[Object position labeling entries]
— Begin —
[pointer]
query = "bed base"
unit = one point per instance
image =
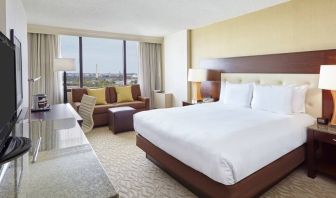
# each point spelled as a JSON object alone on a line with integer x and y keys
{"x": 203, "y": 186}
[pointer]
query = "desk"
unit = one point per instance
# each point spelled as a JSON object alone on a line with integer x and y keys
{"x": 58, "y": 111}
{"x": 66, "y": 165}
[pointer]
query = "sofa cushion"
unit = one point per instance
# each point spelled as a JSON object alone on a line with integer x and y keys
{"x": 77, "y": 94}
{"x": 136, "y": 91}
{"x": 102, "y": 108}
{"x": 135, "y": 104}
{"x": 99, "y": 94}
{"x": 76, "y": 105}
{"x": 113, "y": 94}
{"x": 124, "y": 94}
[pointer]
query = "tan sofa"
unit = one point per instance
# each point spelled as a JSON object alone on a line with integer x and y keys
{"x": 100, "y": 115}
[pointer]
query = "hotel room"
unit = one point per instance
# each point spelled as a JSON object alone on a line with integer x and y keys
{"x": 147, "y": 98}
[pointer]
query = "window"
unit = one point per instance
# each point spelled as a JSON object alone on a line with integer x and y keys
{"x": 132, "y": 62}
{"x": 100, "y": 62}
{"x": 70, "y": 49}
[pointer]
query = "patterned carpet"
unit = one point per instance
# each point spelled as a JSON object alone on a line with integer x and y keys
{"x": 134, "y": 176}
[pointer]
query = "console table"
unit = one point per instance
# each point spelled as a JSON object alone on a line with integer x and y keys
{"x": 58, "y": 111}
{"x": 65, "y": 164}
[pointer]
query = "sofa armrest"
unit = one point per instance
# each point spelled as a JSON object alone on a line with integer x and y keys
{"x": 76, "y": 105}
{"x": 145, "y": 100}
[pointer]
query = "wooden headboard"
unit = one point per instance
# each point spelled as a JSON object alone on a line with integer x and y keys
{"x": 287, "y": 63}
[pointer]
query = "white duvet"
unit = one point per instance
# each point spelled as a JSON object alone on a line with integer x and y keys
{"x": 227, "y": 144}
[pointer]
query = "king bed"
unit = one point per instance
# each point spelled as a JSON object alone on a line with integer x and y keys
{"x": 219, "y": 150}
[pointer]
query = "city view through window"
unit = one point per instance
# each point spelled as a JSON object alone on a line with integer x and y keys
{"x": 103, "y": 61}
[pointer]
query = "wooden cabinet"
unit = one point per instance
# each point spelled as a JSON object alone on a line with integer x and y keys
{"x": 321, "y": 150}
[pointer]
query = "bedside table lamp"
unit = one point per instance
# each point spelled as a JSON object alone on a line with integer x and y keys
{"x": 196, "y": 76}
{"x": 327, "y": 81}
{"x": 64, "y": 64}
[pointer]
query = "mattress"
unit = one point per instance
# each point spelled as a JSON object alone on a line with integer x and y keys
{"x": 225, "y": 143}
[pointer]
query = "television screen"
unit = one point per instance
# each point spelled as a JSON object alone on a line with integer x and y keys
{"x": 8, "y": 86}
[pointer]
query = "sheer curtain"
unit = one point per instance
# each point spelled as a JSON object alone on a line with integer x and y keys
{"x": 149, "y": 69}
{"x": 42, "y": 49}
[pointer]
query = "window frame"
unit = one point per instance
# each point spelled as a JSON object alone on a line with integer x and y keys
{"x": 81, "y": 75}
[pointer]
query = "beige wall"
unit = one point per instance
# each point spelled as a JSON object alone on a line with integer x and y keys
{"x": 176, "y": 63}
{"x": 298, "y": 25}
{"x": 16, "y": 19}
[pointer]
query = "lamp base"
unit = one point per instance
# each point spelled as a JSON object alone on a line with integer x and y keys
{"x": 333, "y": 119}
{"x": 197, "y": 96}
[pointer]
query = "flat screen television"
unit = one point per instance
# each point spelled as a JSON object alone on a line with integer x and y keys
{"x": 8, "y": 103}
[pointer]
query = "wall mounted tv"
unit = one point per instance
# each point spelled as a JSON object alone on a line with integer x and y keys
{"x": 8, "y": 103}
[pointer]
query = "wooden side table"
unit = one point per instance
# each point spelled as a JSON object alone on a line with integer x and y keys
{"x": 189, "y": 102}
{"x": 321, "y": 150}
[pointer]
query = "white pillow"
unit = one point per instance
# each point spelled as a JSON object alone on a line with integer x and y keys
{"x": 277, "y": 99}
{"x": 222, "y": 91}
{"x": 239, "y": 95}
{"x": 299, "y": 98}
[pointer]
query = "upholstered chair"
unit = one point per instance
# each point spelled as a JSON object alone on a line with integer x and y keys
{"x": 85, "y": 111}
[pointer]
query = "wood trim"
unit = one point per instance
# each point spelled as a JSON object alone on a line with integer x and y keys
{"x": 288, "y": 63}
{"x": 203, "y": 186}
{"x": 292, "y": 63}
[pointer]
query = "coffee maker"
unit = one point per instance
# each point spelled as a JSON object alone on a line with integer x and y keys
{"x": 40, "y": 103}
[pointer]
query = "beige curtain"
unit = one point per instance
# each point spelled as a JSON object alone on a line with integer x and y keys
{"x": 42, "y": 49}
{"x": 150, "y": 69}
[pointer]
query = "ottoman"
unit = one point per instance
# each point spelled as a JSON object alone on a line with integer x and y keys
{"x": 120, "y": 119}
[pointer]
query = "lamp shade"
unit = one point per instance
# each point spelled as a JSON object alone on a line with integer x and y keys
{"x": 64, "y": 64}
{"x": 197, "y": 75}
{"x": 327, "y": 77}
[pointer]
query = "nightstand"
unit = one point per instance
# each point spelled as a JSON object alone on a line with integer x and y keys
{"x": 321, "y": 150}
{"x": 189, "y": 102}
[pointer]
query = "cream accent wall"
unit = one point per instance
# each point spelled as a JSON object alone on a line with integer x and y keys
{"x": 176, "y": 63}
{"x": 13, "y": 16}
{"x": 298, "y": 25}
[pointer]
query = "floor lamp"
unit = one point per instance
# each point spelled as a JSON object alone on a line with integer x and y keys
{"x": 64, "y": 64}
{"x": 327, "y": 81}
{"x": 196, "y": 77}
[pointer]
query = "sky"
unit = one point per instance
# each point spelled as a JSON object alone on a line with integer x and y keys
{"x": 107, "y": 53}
— End —
» WRITTEN EXERCISE
Your copy of the data should match it exactly, except that pictures are left out.

» ANSWER TO THE EXERCISE
[pointer]
query = "bed base"
unit = one point per instance
image =
# each point spelled as a JSON object alone on a line with integer x and y keys
{"x": 203, "y": 186}
[pointer]
query = "desk"
unit = one point per instance
# each point spelled as a JSON object alone on a line with integer x and y keys
{"x": 58, "y": 111}
{"x": 66, "y": 165}
[pointer]
query = "sofa cushion"
unit = one point per instance
# each point spelled as a JSON object alone on a line with integer x and y keys
{"x": 77, "y": 94}
{"x": 136, "y": 91}
{"x": 102, "y": 108}
{"x": 135, "y": 104}
{"x": 99, "y": 94}
{"x": 76, "y": 105}
{"x": 113, "y": 94}
{"x": 124, "y": 94}
[pointer]
query = "tan sofa"
unit = one point per instance
# each point spelled as a JSON object alone on a line with integer x and y keys
{"x": 100, "y": 115}
[pointer]
query = "hotel room"
unit = one point per instance
# each point spelled as a JSON object alone on a line with integer x and y keys
{"x": 147, "y": 98}
[pointer]
query = "window"
unit = one point per instance
# each point spelled as a JSON object alone on a line with integer x and y keys
{"x": 132, "y": 62}
{"x": 100, "y": 62}
{"x": 70, "y": 49}
[pointer]
query = "patterned carpet"
unit = one point per instance
# each point spelled as a JSON object alone on a line with integer x and y keys
{"x": 134, "y": 176}
[pointer]
query = "console table"
unit = one point per instance
# each point spelled as a JSON object alone on a line with integer x and y keys
{"x": 58, "y": 111}
{"x": 65, "y": 164}
[pointer]
query = "sofa armrest"
unit = one point per instance
# each point spelled as a JSON object alone on a line with integer x and y keys
{"x": 76, "y": 105}
{"x": 145, "y": 100}
[pointer]
query = "wooden headboard"
unit = one point per instance
# each point spelled as a JSON object alone on a line with integer x and y keys
{"x": 287, "y": 63}
[pointer]
query = "white duvet"
unit = one point per instance
# each point spelled as a JSON object alone on a line with integer x and y keys
{"x": 227, "y": 144}
[pointer]
query = "king bed"
unit = one point per instance
# each point spelled as a JSON object alone on a line with integer x and y keys
{"x": 219, "y": 150}
[pointer]
query = "city view through window"
unit = one point per instance
# each point spelled as a JSON object alone on a line with integer x and y keys
{"x": 103, "y": 61}
[pointer]
query = "wooden cabinet"
unit = one point per instance
# each point spelled as a JSON object alone on a line with integer x and y keys
{"x": 321, "y": 150}
[pointer]
query = "bedside table lamp"
unit = one point per instance
# each point spelled as a JSON object alone on a line with integer x and y keys
{"x": 196, "y": 76}
{"x": 327, "y": 81}
{"x": 64, "y": 64}
[pointer]
query = "mattress"
unit = one point per instance
# each point spelled as a JSON object alone on a line with integer x and y keys
{"x": 225, "y": 143}
[pointer]
query = "television screen"
unit = one point per instance
# each point spelled as a JSON object alone on a line with integer x and y keys
{"x": 8, "y": 86}
[pointer]
query = "sheer curtain"
unit = one point per instance
# each point spelled as a JSON object alone on a line with integer x and y keys
{"x": 149, "y": 69}
{"x": 42, "y": 49}
[pointer]
query = "window frame"
unit = one point per instance
# each point spelled as a JSON object alone on a line with integer x and y keys
{"x": 81, "y": 75}
[pointer]
query = "beige wall"
unit = one point per instance
# each point spelled as a JSON object alone on a line with integer x and y keys
{"x": 176, "y": 63}
{"x": 298, "y": 25}
{"x": 16, "y": 19}
[pointer]
query = "lamp base"
unit = one point per instance
# each point spelled as a JSON object alone on a line with integer x and y keys
{"x": 333, "y": 119}
{"x": 197, "y": 96}
[pointer]
query = "flat screen television"
unit = one point per instance
# each point spelled as a JSON object alone on a line with integer x and y keys
{"x": 8, "y": 103}
[pointer]
query = "wall mounted tv"
unit = one point per instance
# each point spelled as a JSON object alone on a line with integer x and y keys
{"x": 8, "y": 103}
[pointer]
query = "wooden side table"
unit = one point per instance
# each point spelled as a JSON object alone on a line with integer x and y keys
{"x": 189, "y": 102}
{"x": 321, "y": 150}
[pointer]
query = "white pillow"
unit = one point per instance
# each point spelled as a JSON object alone on a line with integer x and y keys
{"x": 277, "y": 99}
{"x": 222, "y": 91}
{"x": 239, "y": 95}
{"x": 299, "y": 98}
[pointer]
query = "upholstered chair"
unit = one point per instance
# each point spelled as a JSON object alone on a line with integer x and y keys
{"x": 85, "y": 111}
[pointer]
query = "wood trim"
unit = one point per instance
# each point spelled as a JSON object alone on a line with integer x and y keys
{"x": 288, "y": 63}
{"x": 203, "y": 186}
{"x": 292, "y": 63}
[pointer]
query = "coffee maker"
unit = one point per instance
# each point spelled as a JSON object alone on a line with integer x and y keys
{"x": 40, "y": 103}
[pointer]
query = "beige curtain"
unit = one point per instance
# each point spelled as a JSON object alone on a line with integer x and y keys
{"x": 42, "y": 49}
{"x": 150, "y": 69}
[pointer]
query = "ottoman"
unit = one point per instance
# each point spelled as a JSON object alone on a line with integer x and y keys
{"x": 120, "y": 119}
[pointer]
query = "lamp shade"
unit = one point per instance
# each point spelled as a JSON object alone on a line with integer x and y keys
{"x": 64, "y": 64}
{"x": 197, "y": 75}
{"x": 327, "y": 77}
[pointer]
query = "nightstand"
unit = one point per instance
# each point spelled as a JSON object alone on a line with integer x and y keys
{"x": 321, "y": 150}
{"x": 189, "y": 102}
[pointer]
query = "cream accent wall"
unit = one point per instance
# each point spelled as a JSON object alone on a line with integer x and y keys
{"x": 176, "y": 63}
{"x": 13, "y": 16}
{"x": 298, "y": 25}
[pointer]
query = "floor lamp"
unit = one point per instance
# each point spelled as a JSON object alone on a line with integer x and y keys
{"x": 64, "y": 64}
{"x": 327, "y": 81}
{"x": 196, "y": 77}
[pointer]
query = "sky"
unit = one point per instance
# each point spelled as a JSON object alone on a line with integer x and y keys
{"x": 107, "y": 53}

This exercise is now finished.